- GIVEN PROBLEM
Starting from the line containing "of the palm", write out the rest of the entries exactly, through the final line, including nothing else.

*** DATASET ENTRIES

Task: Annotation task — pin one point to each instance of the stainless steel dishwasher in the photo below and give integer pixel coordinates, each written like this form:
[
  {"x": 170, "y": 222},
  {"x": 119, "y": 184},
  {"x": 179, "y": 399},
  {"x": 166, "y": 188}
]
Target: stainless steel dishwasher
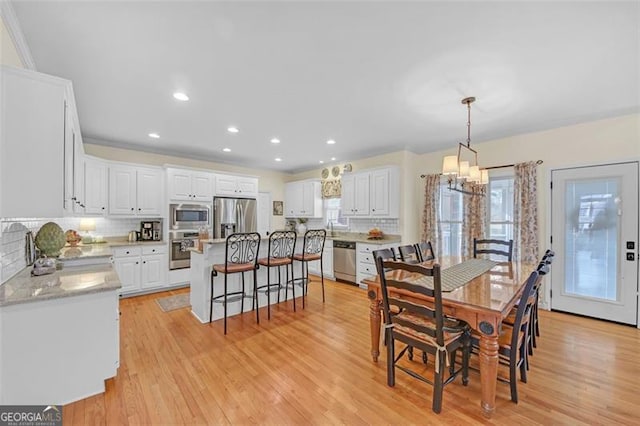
[{"x": 344, "y": 260}]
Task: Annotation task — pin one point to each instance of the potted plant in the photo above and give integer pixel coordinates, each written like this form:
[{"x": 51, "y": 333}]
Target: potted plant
[{"x": 301, "y": 228}]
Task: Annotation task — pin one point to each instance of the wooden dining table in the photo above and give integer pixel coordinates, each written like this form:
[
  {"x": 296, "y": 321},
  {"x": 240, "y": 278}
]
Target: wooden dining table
[{"x": 483, "y": 302}]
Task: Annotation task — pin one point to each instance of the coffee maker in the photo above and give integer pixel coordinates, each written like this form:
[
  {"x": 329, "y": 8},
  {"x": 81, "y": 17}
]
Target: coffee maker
[{"x": 151, "y": 230}]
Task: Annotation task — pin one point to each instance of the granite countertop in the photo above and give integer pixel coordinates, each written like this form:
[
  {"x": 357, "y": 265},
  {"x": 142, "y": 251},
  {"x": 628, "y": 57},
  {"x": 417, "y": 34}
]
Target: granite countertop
[
  {"x": 68, "y": 282},
  {"x": 341, "y": 236},
  {"x": 83, "y": 251}
]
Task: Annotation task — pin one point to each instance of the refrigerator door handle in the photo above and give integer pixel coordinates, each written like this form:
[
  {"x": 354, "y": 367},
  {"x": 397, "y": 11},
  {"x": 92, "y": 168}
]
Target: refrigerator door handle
[{"x": 240, "y": 217}]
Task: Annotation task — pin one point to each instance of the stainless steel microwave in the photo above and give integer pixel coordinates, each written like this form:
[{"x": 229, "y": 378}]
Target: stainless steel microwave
[{"x": 189, "y": 216}]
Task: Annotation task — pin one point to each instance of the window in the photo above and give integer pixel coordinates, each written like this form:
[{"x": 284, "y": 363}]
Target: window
[
  {"x": 333, "y": 213},
  {"x": 500, "y": 208},
  {"x": 451, "y": 221},
  {"x": 499, "y": 214}
]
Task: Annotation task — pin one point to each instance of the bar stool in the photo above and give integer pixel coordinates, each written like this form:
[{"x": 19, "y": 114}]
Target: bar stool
[
  {"x": 280, "y": 253},
  {"x": 241, "y": 255},
  {"x": 312, "y": 248}
]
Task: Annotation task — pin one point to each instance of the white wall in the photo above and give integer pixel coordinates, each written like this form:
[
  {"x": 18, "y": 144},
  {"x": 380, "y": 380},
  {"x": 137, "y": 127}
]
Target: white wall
[
  {"x": 268, "y": 181},
  {"x": 8, "y": 53}
]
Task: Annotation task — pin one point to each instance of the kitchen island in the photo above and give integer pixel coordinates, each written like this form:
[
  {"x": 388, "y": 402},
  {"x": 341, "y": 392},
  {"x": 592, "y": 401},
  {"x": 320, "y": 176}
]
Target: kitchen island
[
  {"x": 60, "y": 334},
  {"x": 213, "y": 252}
]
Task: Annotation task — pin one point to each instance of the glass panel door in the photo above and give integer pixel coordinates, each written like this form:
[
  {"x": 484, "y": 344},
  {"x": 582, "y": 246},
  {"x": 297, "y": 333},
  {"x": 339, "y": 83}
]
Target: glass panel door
[{"x": 595, "y": 233}]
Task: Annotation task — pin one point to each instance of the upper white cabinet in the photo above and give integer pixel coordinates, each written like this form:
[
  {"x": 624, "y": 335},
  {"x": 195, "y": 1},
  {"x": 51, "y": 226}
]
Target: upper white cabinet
[
  {"x": 135, "y": 191},
  {"x": 355, "y": 194},
  {"x": 32, "y": 145},
  {"x": 190, "y": 185},
  {"x": 303, "y": 199},
  {"x": 373, "y": 193},
  {"x": 236, "y": 186},
  {"x": 95, "y": 186}
]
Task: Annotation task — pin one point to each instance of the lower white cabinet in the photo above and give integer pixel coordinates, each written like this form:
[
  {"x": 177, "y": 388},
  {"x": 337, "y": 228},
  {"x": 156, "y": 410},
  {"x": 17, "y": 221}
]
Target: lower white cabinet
[
  {"x": 327, "y": 261},
  {"x": 141, "y": 267},
  {"x": 365, "y": 262}
]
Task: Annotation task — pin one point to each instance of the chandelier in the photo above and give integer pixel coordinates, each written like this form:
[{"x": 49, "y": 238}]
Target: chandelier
[{"x": 461, "y": 175}]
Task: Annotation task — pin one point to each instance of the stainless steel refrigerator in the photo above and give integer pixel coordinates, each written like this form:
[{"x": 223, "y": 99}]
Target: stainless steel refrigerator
[{"x": 231, "y": 215}]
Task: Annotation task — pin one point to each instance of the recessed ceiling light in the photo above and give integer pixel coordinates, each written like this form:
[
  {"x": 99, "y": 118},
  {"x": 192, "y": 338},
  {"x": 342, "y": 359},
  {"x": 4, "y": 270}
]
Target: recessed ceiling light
[{"x": 181, "y": 96}]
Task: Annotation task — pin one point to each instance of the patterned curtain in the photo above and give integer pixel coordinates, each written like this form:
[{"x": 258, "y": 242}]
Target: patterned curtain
[
  {"x": 331, "y": 188},
  {"x": 430, "y": 222},
  {"x": 473, "y": 219},
  {"x": 525, "y": 212}
]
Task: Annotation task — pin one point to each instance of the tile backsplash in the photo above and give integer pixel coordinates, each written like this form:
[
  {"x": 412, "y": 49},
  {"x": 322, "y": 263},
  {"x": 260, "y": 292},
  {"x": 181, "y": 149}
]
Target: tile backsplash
[
  {"x": 12, "y": 237},
  {"x": 388, "y": 226}
]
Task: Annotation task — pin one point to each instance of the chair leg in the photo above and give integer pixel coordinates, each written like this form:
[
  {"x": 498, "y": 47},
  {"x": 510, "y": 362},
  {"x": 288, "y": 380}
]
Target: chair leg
[
  {"x": 224, "y": 305},
  {"x": 255, "y": 294},
  {"x": 293, "y": 287},
  {"x": 513, "y": 380},
  {"x": 243, "y": 294},
  {"x": 211, "y": 302},
  {"x": 305, "y": 281},
  {"x": 466, "y": 352},
  {"x": 438, "y": 380},
  {"x": 322, "y": 278},
  {"x": 391, "y": 356},
  {"x": 268, "y": 292}
]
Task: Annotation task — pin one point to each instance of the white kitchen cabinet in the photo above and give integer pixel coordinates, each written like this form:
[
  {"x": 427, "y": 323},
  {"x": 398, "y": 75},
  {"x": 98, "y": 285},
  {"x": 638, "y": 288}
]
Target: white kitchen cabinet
[
  {"x": 126, "y": 261},
  {"x": 190, "y": 185},
  {"x": 303, "y": 199},
  {"x": 327, "y": 261},
  {"x": 95, "y": 186},
  {"x": 149, "y": 193},
  {"x": 365, "y": 263},
  {"x": 384, "y": 195},
  {"x": 355, "y": 194},
  {"x": 141, "y": 267},
  {"x": 135, "y": 191},
  {"x": 236, "y": 186},
  {"x": 154, "y": 266},
  {"x": 32, "y": 145}
]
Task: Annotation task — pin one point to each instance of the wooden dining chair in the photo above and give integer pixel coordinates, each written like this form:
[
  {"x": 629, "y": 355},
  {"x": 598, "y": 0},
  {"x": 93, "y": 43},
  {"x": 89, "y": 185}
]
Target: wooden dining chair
[
  {"x": 422, "y": 326},
  {"x": 279, "y": 253},
  {"x": 409, "y": 253},
  {"x": 312, "y": 249},
  {"x": 241, "y": 255},
  {"x": 493, "y": 247},
  {"x": 512, "y": 341},
  {"x": 425, "y": 251}
]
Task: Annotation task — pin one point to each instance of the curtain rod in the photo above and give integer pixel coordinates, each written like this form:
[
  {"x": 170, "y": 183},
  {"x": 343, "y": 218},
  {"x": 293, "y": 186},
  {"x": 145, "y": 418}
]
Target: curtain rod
[{"x": 494, "y": 167}]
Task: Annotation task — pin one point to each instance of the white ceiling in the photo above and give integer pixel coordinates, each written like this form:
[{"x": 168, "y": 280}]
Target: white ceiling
[{"x": 375, "y": 76}]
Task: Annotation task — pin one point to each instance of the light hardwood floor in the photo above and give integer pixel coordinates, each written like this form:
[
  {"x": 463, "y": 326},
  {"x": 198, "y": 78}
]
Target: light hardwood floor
[{"x": 313, "y": 367}]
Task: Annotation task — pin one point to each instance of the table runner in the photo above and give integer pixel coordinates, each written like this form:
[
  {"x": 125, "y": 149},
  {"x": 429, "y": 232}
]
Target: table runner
[{"x": 460, "y": 274}]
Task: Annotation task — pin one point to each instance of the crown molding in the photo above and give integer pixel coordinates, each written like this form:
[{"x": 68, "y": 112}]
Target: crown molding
[{"x": 15, "y": 32}]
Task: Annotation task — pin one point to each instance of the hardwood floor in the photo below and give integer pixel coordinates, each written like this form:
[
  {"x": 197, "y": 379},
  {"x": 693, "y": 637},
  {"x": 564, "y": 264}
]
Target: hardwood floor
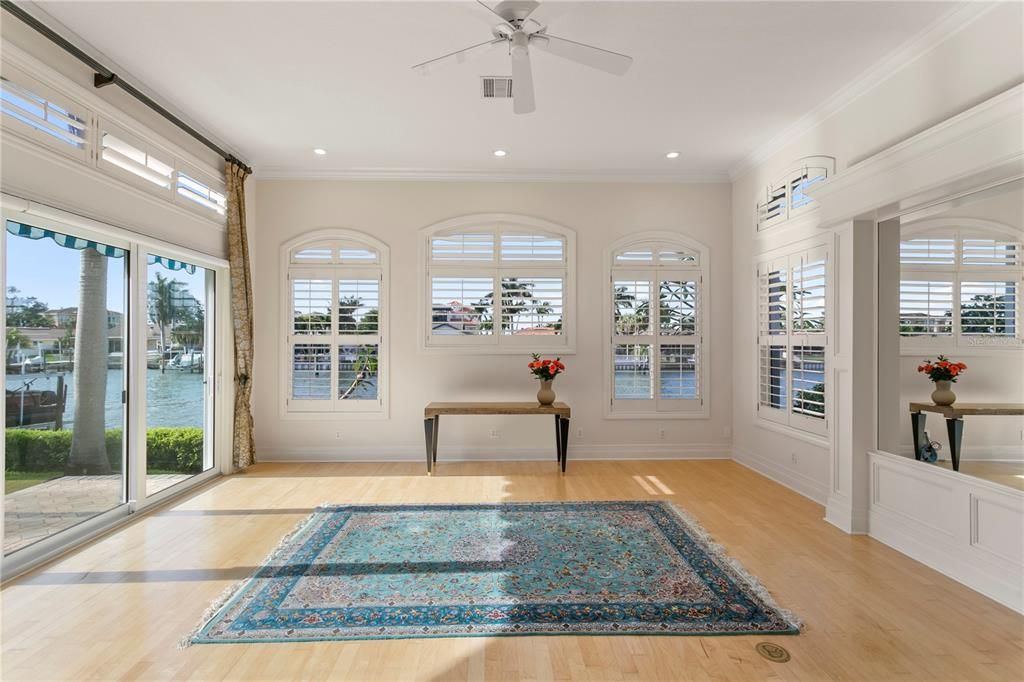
[{"x": 117, "y": 608}]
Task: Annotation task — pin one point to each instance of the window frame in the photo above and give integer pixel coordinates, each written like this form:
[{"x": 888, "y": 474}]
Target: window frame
[
  {"x": 23, "y": 80},
  {"x": 655, "y": 272},
  {"x": 498, "y": 224},
  {"x": 790, "y": 339},
  {"x": 25, "y": 72},
  {"x": 338, "y": 269},
  {"x": 957, "y": 273}
]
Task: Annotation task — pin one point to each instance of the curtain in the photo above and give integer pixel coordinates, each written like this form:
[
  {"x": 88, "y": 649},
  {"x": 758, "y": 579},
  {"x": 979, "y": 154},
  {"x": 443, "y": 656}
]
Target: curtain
[{"x": 243, "y": 446}]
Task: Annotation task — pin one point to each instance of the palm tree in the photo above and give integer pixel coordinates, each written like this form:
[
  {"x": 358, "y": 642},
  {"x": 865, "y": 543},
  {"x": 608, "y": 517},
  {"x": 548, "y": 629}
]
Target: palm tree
[
  {"x": 164, "y": 307},
  {"x": 88, "y": 442},
  {"x": 15, "y": 340}
]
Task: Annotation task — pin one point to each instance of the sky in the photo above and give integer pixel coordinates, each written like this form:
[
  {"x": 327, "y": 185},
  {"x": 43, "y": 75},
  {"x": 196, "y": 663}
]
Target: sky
[{"x": 49, "y": 272}]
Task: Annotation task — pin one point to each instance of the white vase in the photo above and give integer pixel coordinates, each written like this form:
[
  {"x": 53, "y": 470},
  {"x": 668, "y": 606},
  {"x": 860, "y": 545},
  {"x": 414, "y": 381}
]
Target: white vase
[
  {"x": 943, "y": 393},
  {"x": 546, "y": 395}
]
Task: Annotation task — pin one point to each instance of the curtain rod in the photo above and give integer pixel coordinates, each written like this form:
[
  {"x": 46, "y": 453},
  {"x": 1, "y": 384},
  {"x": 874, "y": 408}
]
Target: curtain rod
[{"x": 103, "y": 77}]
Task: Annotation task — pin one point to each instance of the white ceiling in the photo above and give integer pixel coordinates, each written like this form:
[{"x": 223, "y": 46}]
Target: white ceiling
[{"x": 713, "y": 81}]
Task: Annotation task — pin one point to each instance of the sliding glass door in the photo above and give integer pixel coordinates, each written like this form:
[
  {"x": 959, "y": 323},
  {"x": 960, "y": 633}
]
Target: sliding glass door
[
  {"x": 66, "y": 359},
  {"x": 112, "y": 354},
  {"x": 179, "y": 371}
]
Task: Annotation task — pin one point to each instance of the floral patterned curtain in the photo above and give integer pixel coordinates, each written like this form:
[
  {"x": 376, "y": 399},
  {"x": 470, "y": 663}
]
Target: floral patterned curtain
[{"x": 243, "y": 449}]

******

- WORKED SOLUTION
Task: Annotation task — pin one point to each instance of the palm tree in the photo above and give integer pixel coordinates, each written like this form:
[
  {"x": 358, "y": 642},
  {"x": 865, "y": 543},
  {"x": 608, "y": 517},
  {"x": 548, "y": 629}
]
Target: palm tree
[
  {"x": 164, "y": 307},
  {"x": 88, "y": 442},
  {"x": 15, "y": 340}
]
Task: Annotation task — pin one point to each instance of the sky in the photo above and give integer pixel coordinates, each written like this form:
[
  {"x": 327, "y": 185},
  {"x": 43, "y": 75},
  {"x": 196, "y": 663}
]
Target: sky
[{"x": 49, "y": 272}]
Task: Annotation task — pin one point to each instance of the white vase in the photo above and give integer pixel coordinates, each written like this form:
[
  {"x": 53, "y": 470},
  {"x": 668, "y": 606},
  {"x": 860, "y": 545},
  {"x": 414, "y": 381}
]
Target: white vase
[
  {"x": 943, "y": 393},
  {"x": 546, "y": 395}
]
Task: Annotation task — pin one point to each instance of the curtain rod in the photo above and give integer pixel coordinates, each written like this form:
[
  {"x": 46, "y": 453},
  {"x": 1, "y": 384},
  {"x": 874, "y": 408}
]
Target: curtain rod
[{"x": 103, "y": 77}]
Task: Annotation task — pin one point to each instance of the white ceiling in the photo above and give integer pixel coordinates, each written like this form:
[{"x": 223, "y": 46}]
Target: white ceiling
[{"x": 713, "y": 81}]
Task: Annotation task — pin one point to each instance of the sliding glass door in the photo above and give integer pixel coordinates, each written like this form:
[
  {"x": 959, "y": 323},
  {"x": 960, "y": 633}
]
Target: sliding glass door
[
  {"x": 66, "y": 359},
  {"x": 112, "y": 354},
  {"x": 179, "y": 371}
]
Task: Annotation task — pin one point to each instance of the floral patterned curtain in the photo above and give integer pixel coordinates, each written like this form:
[
  {"x": 376, "y": 399},
  {"x": 470, "y": 663}
]
Target: floral patterned curtain
[{"x": 243, "y": 449}]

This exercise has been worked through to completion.